= Stated exercise =
In the mailing-list message below, besides doing better in social mobility, what does Damien Sullivan say Europe has more of than the US?

[ExI] Social right to have a living

Damien Sullivan phoenix at ugcs.caltech.edu
Tue May 31 14:47:12 UTC 2011


On Tue, May 31, 2011 at 03:17:37PM +0100, BillK wrote:
> On Tue, May 31, 2011 at 3:04 PM, Giulio Prisco wrote:
> > WHAT???????? Damien, please elaborate.
> >
> > On Tue, May 31, 2011 at 3:36 PM, Damien Sullivan wrote:
> >> By everything I've seen, Europe is doing better in social mobility than
> >> the US is. ?Or at least parts of Europe are. ?More small businesses and
> >> entrepreneurship too.
> 
> I think he means 'better' only in comparison to the wealth pyramid in
> the US where a tiny % own almost all the wealth.  It is still pretty
> bad in Europe.

Bad compared to what?  What's the evidence, vs. received wisdom?

= Data provided =
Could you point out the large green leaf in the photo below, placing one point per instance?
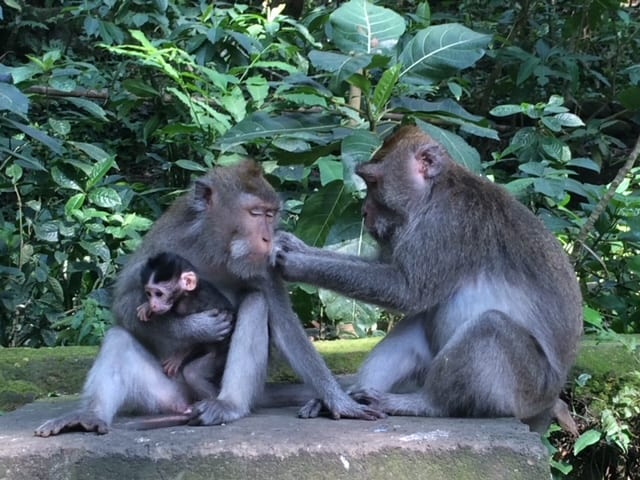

= Reply to the exercise =
More small businesses and entrepreneurship.